University Education of the Parochial Clergy in Medieval England: The Lincoln Diocese, C. 1300-C. 1350

By Reeves, Andrew | Canadian Journal of History, Spring-Summer 2016 | Go to article overview

University Education of the Parochial Clergy in Medieval England: The Lincoln Diocese, C. 1300-C. 1350


Reeves, Andrew, Canadian Journal of History


University Education of the Parochial Clergy in Medieval England: The Lincoln Diocese, c. 1300-c. 1350, by F. Donald Logan. Toronto, Pontifical Institute of Mediaeval Studies, 2014. xiv, 197 pp. $80.00 Cdn (cloth).

Later medieval churchmen, reaching all the way to the top of the ecclesiastical hierarchy, recognized the need for an educated clergy. Over half a century ago, in an article in Mediaeval Studies (subsequently reprinted in the collection, Pastoral Care, Clerical Education, and Canon Law, London, 1981), Leonard Boyle showed how Pope Boniface VIII's 1298 apostolic constitution Cum ex eo allowed for a rector to be absent from his parish and use its revenues to study at university. How well was this apostolic constitution implemented? The question has received attention only from smaller pieces by Roy Martin Haines and R.N. Swanson. F. Donald Logan's little book thus fills an important lacuna in the scholarship. Logan employs the Lincoln Diocese as a case study--useful because of both its size and the efficiency of its bishops as record-keepers--to examine how the clergy took advantage of Cum ex eo. Starting just after the 1298 Cum ex eo and ending in the years around the Plague in the mid-fourteenth century, Logan shows that the apostolic constitution largely served its purpose, giving a broad range of parish priests access to a university education.

#### DATA BLOCK

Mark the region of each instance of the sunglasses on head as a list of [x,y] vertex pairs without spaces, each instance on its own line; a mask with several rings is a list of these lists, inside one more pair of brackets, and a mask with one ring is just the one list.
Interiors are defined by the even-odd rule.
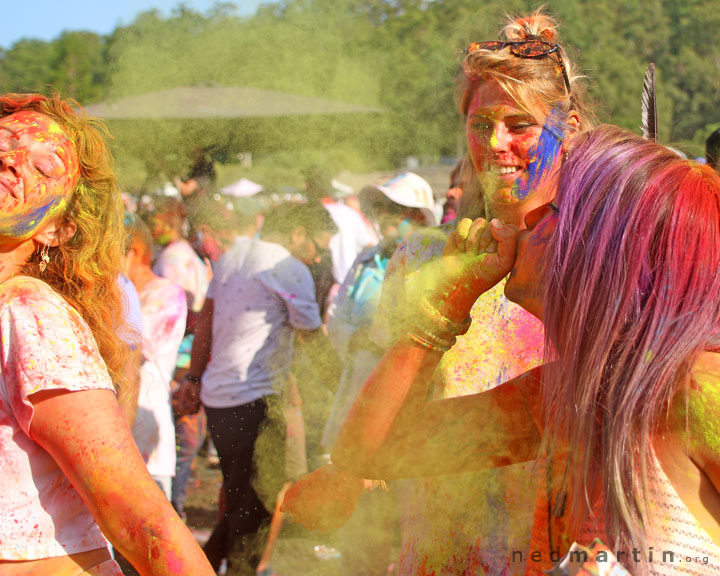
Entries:
[[524,40],[522,42],[501,42],[492,40],[490,42],[472,42],[465,47],[465,54],[473,54],[480,50],[489,50],[490,52],[498,52],[505,48],[510,49],[510,54],[517,58],[549,58],[555,54],[555,61],[560,66],[565,80],[565,88],[570,94],[570,78],[568,78],[565,63],[560,56],[560,45],[553,42],[543,42],[542,40]]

#### TASK DIRECTIONS
In the book review, what year is given for Pope Boniface VIII's apostolic constitution Cum ex eo?

#### COMPLETED TASK
1298